*HOW TO COMPLETE THIS TASK*: All of the records below must be output exactly, with no pictures carried over.
═══
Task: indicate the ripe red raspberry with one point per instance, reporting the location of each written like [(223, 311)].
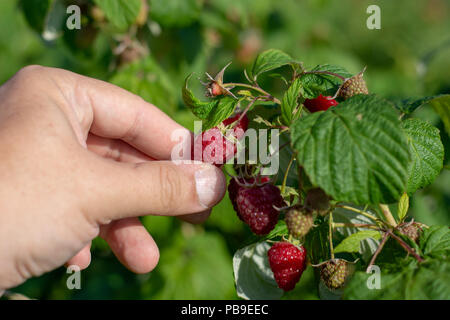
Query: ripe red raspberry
[(254, 204), (287, 263), (321, 103), (212, 146)]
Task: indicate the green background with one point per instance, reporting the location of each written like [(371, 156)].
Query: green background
[(408, 57)]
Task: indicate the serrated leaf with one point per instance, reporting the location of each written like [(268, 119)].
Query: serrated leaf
[(199, 267), (199, 108), (252, 274), (352, 242), (313, 84), (316, 242), (409, 105), (435, 241), (427, 153), (279, 230), (356, 152), (121, 13), (367, 246), (269, 60), (442, 107), (403, 206), (413, 282), (289, 102), (222, 110)]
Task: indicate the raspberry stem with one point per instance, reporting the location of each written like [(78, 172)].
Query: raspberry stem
[(364, 213), (286, 173), (388, 215), (325, 72), (377, 252), (355, 225), (248, 86), (405, 246), (330, 234)]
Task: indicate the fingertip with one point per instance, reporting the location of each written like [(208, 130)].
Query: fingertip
[(210, 184), (82, 259), (196, 218)]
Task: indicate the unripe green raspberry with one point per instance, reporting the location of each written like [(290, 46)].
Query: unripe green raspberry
[(299, 221), (334, 273), (353, 86), (317, 200), (412, 230)]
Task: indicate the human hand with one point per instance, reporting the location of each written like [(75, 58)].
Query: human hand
[(76, 162)]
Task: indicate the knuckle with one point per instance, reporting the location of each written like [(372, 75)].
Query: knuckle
[(32, 72), (170, 187)]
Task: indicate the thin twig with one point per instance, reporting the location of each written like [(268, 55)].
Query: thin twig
[(325, 72), (355, 225), (388, 215), (330, 234), (406, 246), (358, 211), (283, 186), (375, 255), (248, 86)]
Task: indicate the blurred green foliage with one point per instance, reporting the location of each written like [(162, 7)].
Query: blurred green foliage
[(152, 54)]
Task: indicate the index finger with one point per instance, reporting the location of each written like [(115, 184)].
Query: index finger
[(109, 111)]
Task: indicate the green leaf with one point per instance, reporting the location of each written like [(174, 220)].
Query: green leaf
[(403, 206), (279, 230), (54, 21), (197, 267), (35, 12), (435, 241), (356, 152), (221, 111), (409, 105), (269, 60), (121, 13), (149, 81), (252, 274), (199, 108), (352, 242), (316, 242), (429, 280), (442, 107), (175, 13), (427, 153), (340, 215), (314, 84), (290, 102)]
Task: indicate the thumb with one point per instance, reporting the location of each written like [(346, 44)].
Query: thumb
[(156, 187)]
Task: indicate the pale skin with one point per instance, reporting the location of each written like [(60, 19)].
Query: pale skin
[(80, 158)]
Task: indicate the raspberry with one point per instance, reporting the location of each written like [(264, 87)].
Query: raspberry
[(299, 221), (353, 86), (412, 230), (317, 200), (321, 103), (287, 263), (213, 147), (254, 204), (334, 273)]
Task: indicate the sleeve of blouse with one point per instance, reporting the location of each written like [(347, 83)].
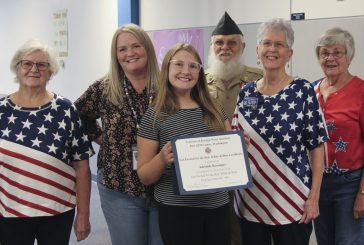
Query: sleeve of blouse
[(361, 115), (314, 131), (88, 107), (81, 148)]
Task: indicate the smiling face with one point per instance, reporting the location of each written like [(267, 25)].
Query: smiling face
[(131, 54), (183, 74), (333, 60), (33, 78), (273, 50)]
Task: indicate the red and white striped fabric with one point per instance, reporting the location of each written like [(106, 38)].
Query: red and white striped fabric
[(33, 183), (278, 195)]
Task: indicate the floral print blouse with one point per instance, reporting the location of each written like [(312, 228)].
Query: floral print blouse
[(118, 131)]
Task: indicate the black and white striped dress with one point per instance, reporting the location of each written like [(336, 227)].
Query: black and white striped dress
[(184, 122)]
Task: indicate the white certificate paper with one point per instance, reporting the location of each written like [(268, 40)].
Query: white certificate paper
[(211, 162)]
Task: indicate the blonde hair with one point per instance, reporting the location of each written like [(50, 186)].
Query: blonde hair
[(114, 78), (166, 100)]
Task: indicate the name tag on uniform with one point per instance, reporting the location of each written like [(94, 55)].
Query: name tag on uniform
[(251, 102)]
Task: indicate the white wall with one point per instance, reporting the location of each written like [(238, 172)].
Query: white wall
[(169, 14), (174, 14), (317, 9), (91, 24)]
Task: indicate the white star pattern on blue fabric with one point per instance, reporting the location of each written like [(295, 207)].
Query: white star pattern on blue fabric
[(283, 119), (330, 125), (53, 129)]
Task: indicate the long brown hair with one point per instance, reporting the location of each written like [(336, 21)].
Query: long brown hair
[(166, 101)]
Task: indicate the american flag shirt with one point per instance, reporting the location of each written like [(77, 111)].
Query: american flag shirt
[(37, 149), (282, 127)]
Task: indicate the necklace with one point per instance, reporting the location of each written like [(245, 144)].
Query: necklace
[(137, 114), (271, 90)]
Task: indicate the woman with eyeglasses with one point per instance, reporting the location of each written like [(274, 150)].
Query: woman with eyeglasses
[(44, 173), (282, 116), (183, 106), (341, 96)]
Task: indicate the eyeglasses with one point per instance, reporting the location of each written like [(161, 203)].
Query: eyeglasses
[(193, 67), (335, 55), (28, 65), (269, 43), (230, 43)]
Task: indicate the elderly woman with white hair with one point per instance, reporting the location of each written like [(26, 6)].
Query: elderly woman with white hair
[(44, 167), (341, 95), (282, 116)]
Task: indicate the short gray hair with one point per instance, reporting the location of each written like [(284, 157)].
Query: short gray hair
[(276, 24), (336, 35), (30, 47)]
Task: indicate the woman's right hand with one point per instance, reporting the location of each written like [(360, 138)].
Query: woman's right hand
[(166, 154)]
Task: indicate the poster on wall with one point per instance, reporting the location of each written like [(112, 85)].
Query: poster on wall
[(163, 40), (60, 26)]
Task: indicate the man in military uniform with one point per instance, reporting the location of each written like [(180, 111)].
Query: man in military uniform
[(225, 76), (227, 73)]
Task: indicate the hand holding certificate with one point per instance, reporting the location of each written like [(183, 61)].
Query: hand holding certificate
[(211, 162)]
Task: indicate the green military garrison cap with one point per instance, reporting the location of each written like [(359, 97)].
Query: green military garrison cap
[(226, 26)]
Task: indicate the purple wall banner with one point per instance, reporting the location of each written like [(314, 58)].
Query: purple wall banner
[(163, 40)]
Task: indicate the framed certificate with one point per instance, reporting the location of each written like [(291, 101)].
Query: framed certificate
[(211, 162)]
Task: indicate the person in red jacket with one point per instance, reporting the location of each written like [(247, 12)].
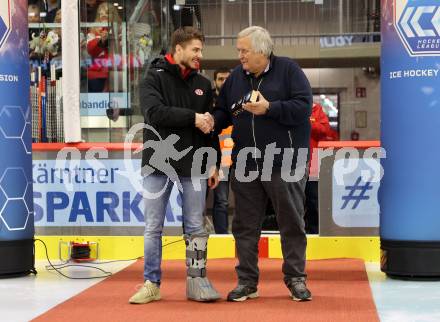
═══
*RESPONSE BELOW*:
Task: indicate the ripe red raspberry with one point per instance, reporting the location of each written like [(223, 311)].
Query: ripe red raspberry
[(254, 204), (287, 263), (321, 103), (212, 146)]
Task: indicate the green background with one point per instance, reporting the location of each written like [(371, 156)].
Query: green background
[(408, 57)]
Task: indicate the serrated leaf with one point per instance, reporting the location of each written like [(268, 119)].
Query: serrated leaf
[(199, 267), (199, 108), (252, 274), (352, 242), (313, 84), (316, 242), (409, 105), (435, 241), (427, 153), (279, 230), (356, 152), (121, 13), (367, 246), (269, 60), (442, 107), (403, 206), (413, 282), (289, 102), (222, 110)]
Task: indicate the raspberry stem with one point per instance, reporting the location of each written like [(78, 172)].
Query: raspberry stem
[(364, 213), (286, 173), (388, 215), (325, 72), (377, 252), (355, 225), (248, 86), (405, 246), (330, 234)]
Task: indicate the fingertip with one point per instance, reporting the location of each written like [(208, 130)].
Query: fingertip
[(210, 184), (82, 259), (196, 218)]
Task: indicate the unripe green raspberry with one point per instance, reporting the location of each written like [(290, 46)].
Query: unripe green raspberry
[(299, 221), (334, 273), (353, 86), (317, 200), (412, 230)]
Task: indicate the human hand with one point per instance, reporting the location of each written like [(75, 58)].
Query: human hand
[(76, 162)]
Task: indicate the knuckle with one point per instance, reporting the location of each written like [(372, 75)].
Query: knuckle
[(32, 72), (170, 187)]
Task: indicate the thin twig with one point per instance, reporting the location of each written like [(268, 55)].
Query: thin twig
[(325, 72), (355, 225), (388, 215), (330, 234), (406, 246), (358, 211), (283, 186), (375, 255), (248, 86)]
Task: indicate the blurred green foliage with one point per instance, reporting the location of each written like [(162, 7)].
Query: blurred green foliage
[(152, 54)]
Task: indicate the index finger with one point per instance, reporting the location of each written like [(115, 184)].
Query: index finger
[(109, 111)]
Task: indicate the green leaf with one point per instance, reporting the location of each written like [(174, 220)].
Query: green leaf
[(403, 206), (279, 230), (54, 21), (197, 267), (35, 12), (435, 241), (356, 152), (221, 111), (409, 105), (269, 60), (121, 13), (149, 81), (252, 274), (199, 108), (352, 242), (316, 242), (429, 280), (442, 107), (175, 13), (427, 153), (340, 215), (314, 84), (290, 102)]
Task: indicate the thumb with one point per instance, reporting the location of each written like [(346, 44)].
Query: thumb
[(156, 187)]
Task: indicate the pale skin with one point per instance, reporting the location of each written like [(60, 19)].
Query: pale skin
[(80, 158)]
Task: indicate the raspberry with one point per instance, reporting the location of each written like [(264, 87)].
Query: raspberry
[(299, 221), (353, 86), (412, 230), (317, 200), (321, 103), (287, 263), (213, 147), (254, 204), (334, 273)]
Task: indicate the sleeve of blouse with one point per instance, reporting the location of each written like [(347, 83)].
Query: sleeve of blouse
[(361, 115), (314, 131), (88, 107), (81, 148)]
Task: indicate the smiling face with one point per instance, reporting the location of each written like [(267, 25)].
Query: smiling face
[(131, 54), (183, 74), (333, 60), (33, 78), (273, 50)]
Task: indicate the red and white striped fabric with one point per instance, reporting the location of each written like [(106, 38)].
Query: red and white striped fabric
[(33, 183), (278, 195)]
Task: indicate the floral print blouse with one point per instance, reporting the location of each written like [(312, 228)].
Query: floral print blouse
[(118, 131)]
Task: indicate the black and white striped dress with one point per instance, reporting the location of each written like [(336, 227)].
Query: black and white striped dress
[(184, 122)]
Task: indicate the white certificate paper with one point per instance, reporting the location of each written like [(268, 40)].
Query: white certificate paper
[(211, 162)]
Task: indicate the blonde hair with one point per instance, reporting the location of each written like [(50, 186)].
Query: blonde hair
[(114, 78), (166, 100)]
Task: indicate the name tag on uniform with one point per instance, reporting the location of each written like [(94, 55)].
Query: name tag on uniform
[(251, 102)]
Task: indicate the white wall with one point per instance, reporting the location of each written like [(238, 172)].
Query: white wall
[(169, 14), (174, 14), (317, 9), (91, 24)]
Task: indicate the white star pattern on blue fabric with one point per instance, reporting the location of each written like [(295, 207)].
Query: white star pattern on blue fabric
[(283, 119), (330, 125), (53, 129)]
Task: indicate the long brown hair with one point per instance, reporting the location of each written like [(336, 21)].
Query: long brown hair
[(166, 101)]
Task: indicate the american flag shirt with one point per instance, reporting the location of each written like [(77, 111)].
Query: american flag shirt
[(37, 149), (282, 127)]
Task: indicate the necklace with one point per instance, reporting the location of each written like [(245, 144)].
Query: necklace
[(137, 114), (271, 90)]
Task: indicate the woman with eyeglasses with one point per instance, reporting the location of each written like [(274, 150)].
Query: woman with eyeglasses
[(44, 173), (282, 116), (183, 106), (341, 96)]
Task: indicate the eyeglasses with one point per instance, reporting the location of each written like [(161, 203)].
Query: eyeglasses
[(193, 67), (335, 55), (28, 65), (269, 43), (230, 43)]
Task: indicate the elderly woman with white hair with one point per instance, reporting the location of each written like [(26, 6)].
Query: elderly woman with white hair
[(44, 167), (341, 95), (282, 116)]
Task: indicate the short gray hair with one point per instance, reporting the location of each written like [(284, 157)].
Query: short gray hair
[(276, 24), (336, 35), (30, 47)]
Task: indicate the woman's right hand with one point per instance, reporting the location of each written like [(360, 138)].
Query: woman's right hand
[(166, 154)]
Task: indicate the poster on wall with one point per instance, reporting the location of each written like [(112, 85)].
Query: poster on wall
[(163, 40), (60, 26)]
Task: indicate the man in military uniform with one point per instance, reporting the location of each written like [(180, 111)].
Query: man in military uniform
[(225, 76), (227, 73)]
Task: indicate the hand holding certificate with one point per instance, reporting the location of each written like [(183, 61)].
Query: hand holding certificate
[(211, 162)]
Task: indicate the green military garrison cap with one point per instance, reporting the location of each written like [(359, 97)].
Query: green military garrison cap
[(226, 26)]
Task: indicate the purple wall banner with one point per instance, reporting the location of each written like [(314, 58)].
Query: purple wall banner
[(163, 40)]
Task: indicate the framed certificate with one point per instance, reporting the location of each written like [(291, 101)].
Query: framed certificate
[(211, 162)]
Task: indicate the person in red jacket with one point per instance, reporting the location of each written like [(247, 12)].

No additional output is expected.